== 所给文段 ==
═══
米亚25岁已自觉年老色衰厌倦游戏规则,六旬章小蕙至今仍是生机勃勃乐此不疲。消费主义浪涛汹涌,拥抱物语重获正当性,终于将她从前半生“购物狂魔”的诟病中平反,她变身恋物教教主,获“初代带货女王”威名。

《现代性的性别》,作者: [美]芮塔·菲尔斯基 (Rita Felski),译者: 陈琳 / 但汉松(校译),版本: 守望者|南京大学出版社 2020年6月。

美国学者芮塔·菲尔斯基 (Rita Felski)在《现代性的性别》中指出,欲望的回路是从男人流向女人,又从女人流向商品,她点评左拉(Emile Zola)小说《妇女乐园》中女性购物者涌入百货商场的盛况:驱动她们的是一种强大的、不可遏制的消费欲望。人群具有不可抗拒的吸引力,它能吸引更多的女人加入,她们有着共同的购物冲动和激情,而原始的、充满欲望的女性气质又让她们联结在一起,这些都抹杀了她们之间的阶级差异。

章小蕙直播间堪称妇女乐园之赛博版,水涨船高的数据亦印证羊群效应的威力,有消费力的顾客依据她发号施令“无脑冲”,财力不足者亦捧个人场,乐于从window shopping(橱窗购物)中管窥那不可触及的放纵与奢靡。
═══
== 记录数据 ==
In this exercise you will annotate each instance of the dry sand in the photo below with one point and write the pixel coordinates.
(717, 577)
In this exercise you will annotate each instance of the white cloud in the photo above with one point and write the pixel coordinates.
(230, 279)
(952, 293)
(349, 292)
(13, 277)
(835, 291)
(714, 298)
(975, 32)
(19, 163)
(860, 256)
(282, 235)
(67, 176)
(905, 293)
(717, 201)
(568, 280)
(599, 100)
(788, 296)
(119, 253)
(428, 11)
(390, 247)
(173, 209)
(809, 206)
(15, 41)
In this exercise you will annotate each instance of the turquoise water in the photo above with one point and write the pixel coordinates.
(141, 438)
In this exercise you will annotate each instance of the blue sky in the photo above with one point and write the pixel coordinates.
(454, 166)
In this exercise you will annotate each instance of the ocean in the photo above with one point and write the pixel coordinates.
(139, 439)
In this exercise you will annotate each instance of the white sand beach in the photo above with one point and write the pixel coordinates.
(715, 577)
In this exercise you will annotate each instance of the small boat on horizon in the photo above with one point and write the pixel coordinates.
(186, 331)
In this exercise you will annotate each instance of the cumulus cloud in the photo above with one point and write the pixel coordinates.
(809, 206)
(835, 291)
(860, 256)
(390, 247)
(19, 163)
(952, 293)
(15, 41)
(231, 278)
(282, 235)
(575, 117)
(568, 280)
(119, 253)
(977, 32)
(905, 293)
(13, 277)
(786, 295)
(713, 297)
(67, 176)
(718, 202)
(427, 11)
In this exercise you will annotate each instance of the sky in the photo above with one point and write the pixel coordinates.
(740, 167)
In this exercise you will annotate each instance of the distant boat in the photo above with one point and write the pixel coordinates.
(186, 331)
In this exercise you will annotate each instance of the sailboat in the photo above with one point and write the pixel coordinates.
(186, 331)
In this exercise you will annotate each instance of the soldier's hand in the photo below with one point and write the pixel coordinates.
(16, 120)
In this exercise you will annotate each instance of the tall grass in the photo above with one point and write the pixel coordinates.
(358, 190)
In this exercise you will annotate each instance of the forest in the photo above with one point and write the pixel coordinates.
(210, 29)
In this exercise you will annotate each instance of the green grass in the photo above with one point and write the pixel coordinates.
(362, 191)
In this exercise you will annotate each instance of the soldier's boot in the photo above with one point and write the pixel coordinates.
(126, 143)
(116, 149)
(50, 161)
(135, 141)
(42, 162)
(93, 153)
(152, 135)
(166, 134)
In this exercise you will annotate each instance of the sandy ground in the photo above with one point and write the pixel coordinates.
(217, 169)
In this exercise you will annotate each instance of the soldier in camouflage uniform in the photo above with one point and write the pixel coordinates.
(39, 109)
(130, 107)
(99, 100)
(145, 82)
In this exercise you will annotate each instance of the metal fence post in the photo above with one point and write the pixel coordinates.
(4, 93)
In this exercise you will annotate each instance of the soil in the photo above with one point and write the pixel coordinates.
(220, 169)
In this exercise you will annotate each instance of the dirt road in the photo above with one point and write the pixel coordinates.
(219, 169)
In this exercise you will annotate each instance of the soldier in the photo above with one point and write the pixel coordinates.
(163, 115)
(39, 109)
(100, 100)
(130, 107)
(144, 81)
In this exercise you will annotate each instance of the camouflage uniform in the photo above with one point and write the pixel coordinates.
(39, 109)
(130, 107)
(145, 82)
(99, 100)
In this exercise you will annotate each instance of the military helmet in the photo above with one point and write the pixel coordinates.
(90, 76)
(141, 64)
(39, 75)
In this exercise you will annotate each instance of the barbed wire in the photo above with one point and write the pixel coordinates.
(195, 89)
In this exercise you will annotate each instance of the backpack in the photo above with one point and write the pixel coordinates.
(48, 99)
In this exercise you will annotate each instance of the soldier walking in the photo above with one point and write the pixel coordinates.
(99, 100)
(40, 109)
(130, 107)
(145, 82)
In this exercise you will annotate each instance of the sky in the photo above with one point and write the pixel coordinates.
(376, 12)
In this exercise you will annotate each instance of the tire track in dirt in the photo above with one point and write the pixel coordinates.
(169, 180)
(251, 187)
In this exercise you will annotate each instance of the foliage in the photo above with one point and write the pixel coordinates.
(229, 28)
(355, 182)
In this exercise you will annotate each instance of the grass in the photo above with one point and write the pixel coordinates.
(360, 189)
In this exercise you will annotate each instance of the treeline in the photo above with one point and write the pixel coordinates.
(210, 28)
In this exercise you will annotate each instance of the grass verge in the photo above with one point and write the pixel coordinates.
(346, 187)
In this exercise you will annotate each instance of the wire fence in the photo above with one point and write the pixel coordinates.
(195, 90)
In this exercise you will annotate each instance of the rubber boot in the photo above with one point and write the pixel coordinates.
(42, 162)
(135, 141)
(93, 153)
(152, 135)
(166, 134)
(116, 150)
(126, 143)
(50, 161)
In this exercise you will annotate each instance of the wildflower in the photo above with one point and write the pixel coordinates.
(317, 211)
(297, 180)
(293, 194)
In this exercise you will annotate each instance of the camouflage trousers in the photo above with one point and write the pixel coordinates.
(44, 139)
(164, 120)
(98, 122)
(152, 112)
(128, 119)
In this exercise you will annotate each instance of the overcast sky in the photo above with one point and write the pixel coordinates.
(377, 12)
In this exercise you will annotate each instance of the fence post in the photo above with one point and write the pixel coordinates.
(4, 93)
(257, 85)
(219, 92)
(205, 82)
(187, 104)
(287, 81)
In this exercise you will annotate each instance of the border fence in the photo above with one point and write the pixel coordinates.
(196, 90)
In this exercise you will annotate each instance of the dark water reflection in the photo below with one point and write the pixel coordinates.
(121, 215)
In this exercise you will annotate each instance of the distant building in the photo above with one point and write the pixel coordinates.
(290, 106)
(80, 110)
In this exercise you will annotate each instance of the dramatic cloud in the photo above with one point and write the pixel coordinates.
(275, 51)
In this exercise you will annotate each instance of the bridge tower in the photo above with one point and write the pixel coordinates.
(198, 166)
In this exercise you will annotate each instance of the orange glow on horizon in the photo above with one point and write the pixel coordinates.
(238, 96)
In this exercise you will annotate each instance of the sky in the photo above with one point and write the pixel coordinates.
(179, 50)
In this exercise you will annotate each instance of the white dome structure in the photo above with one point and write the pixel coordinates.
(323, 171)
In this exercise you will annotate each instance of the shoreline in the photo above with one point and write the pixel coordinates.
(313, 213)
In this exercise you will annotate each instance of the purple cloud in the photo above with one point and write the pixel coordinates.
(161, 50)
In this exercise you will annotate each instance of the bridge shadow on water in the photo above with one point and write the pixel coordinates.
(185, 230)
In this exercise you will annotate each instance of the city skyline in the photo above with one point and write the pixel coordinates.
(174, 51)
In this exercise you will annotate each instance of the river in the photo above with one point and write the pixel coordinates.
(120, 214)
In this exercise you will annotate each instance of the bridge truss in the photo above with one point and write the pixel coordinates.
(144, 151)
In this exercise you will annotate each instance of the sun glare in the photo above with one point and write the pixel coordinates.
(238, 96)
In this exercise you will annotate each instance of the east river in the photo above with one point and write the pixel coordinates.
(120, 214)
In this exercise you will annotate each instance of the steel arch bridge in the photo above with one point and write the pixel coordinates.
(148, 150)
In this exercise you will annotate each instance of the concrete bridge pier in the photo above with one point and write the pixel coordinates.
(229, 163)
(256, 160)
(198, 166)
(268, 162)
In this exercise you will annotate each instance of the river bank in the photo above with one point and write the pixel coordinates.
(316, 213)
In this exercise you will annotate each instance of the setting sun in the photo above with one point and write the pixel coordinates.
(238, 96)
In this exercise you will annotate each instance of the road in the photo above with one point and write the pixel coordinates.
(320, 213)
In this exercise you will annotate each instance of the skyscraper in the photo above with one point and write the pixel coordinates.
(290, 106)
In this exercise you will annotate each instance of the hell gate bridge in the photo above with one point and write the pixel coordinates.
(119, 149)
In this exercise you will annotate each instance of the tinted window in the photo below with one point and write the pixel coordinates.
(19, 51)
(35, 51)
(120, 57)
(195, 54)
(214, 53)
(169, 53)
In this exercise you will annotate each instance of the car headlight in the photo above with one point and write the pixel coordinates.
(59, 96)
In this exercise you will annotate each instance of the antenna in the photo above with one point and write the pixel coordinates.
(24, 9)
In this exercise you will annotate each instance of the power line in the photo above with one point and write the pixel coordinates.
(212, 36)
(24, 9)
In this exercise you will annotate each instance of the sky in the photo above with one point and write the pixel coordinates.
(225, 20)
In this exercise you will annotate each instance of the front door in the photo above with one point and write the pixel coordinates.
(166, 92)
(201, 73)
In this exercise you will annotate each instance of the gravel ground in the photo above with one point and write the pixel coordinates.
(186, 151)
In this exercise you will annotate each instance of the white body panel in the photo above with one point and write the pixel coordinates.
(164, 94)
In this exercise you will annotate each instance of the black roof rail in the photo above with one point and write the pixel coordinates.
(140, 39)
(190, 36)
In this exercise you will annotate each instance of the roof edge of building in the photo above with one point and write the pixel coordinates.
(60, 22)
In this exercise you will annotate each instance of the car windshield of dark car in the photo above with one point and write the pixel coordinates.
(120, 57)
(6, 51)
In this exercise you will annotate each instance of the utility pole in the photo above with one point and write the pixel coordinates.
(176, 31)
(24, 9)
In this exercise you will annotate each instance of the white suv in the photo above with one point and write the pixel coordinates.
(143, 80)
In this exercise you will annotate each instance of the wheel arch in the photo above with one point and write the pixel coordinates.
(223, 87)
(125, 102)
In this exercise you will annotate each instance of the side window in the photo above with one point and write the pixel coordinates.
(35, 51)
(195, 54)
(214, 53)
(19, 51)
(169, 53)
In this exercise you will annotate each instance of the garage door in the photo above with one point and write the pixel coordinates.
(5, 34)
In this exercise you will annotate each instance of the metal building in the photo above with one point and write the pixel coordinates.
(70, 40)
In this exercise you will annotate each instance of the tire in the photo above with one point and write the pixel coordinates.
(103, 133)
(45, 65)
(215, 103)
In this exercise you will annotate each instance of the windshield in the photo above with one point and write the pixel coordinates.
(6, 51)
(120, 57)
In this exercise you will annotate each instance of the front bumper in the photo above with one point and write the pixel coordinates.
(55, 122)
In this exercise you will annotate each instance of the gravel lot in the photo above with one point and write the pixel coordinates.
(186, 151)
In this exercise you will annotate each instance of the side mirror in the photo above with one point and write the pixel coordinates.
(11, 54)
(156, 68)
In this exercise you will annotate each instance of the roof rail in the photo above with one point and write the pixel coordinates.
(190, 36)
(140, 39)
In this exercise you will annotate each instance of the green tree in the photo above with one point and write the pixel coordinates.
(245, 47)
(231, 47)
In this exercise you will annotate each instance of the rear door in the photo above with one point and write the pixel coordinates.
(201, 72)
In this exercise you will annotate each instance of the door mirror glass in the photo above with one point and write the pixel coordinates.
═══
== 待办任务 ==
- 1) 能否把所给文段从“米亚25岁已自觉年老色衰厌倦”一直到“管窥那不可触及的放纵与奢靡。”的部分重写一遍,并把其中的“妇女乐园”替换成“女士天堂”?
- 2) 以下三项说法与所给文段是否相符?(a) 芮塔·菲尔斯基是美国学者。(b) 《现代性的性别》的这一中文版本由南京大学出版社于2020年6月出版。(c) 菲尔斯基认为欲望的回路是从女人流向男人。每项请答“是”或“否”,并引用文段中起决定作用的原文。
作答用不到清单中的内容。

== 分题答案 ==
- 1)
米亚25岁已自觉年老色衰厌倦游戏规则,六旬章小蕙至今仍是生机勃勃乐此不疲。消费主义浪涛汹涌,拥抱物语重获正当性,终于将她从前半生“购物狂魔”的诟病中平反,她变身恋物教教主,获“初代带货女王”威名。

《现代性的性别》,作者: [美]芮塔·菲尔斯基 (Rita Felski),译者: 陈琳 / 但汉松(校译),版本: 守望者|南京大学出版社 2020年6月。

美国学者芮塔·菲尔斯基 (Rita Felski)在《现代性的性别》中指出,欲望的回路是从男人流向女人,又从女人流向商品,她点评左拉(Emile Zola)小说《女士天堂》中女性购物者涌入百货商场的盛况:驱动她们的是一种强大的、不可遏制的消费欲望。人群具有不可抗拒的吸引力,它能吸引更多的女人加入,她们有着共同的购物冲动和激情,而原始的、充满欲望的女性气质又让她们联结在一起,这些都抹杀了她们之间的阶级差异。

章小蕙直播间堪称女士天堂之赛博版,水涨船高的数据亦印证羊群效应的威力,有消费力的顾客依据她发号施令“无脑冲”,财力不足者亦捧个人场,乐于从window shopping(橱窗购物)中管窥那不可触及的放纵与奢靡。

- 2)
(a) 是:“美国学者芮塔·菲尔斯基 (Rita Felski)”
(b) 是:“守望者|南京大学出版社 2020年6月”
(c) 否:“欲望的回路是从男人流向女人,又从女人流向商品”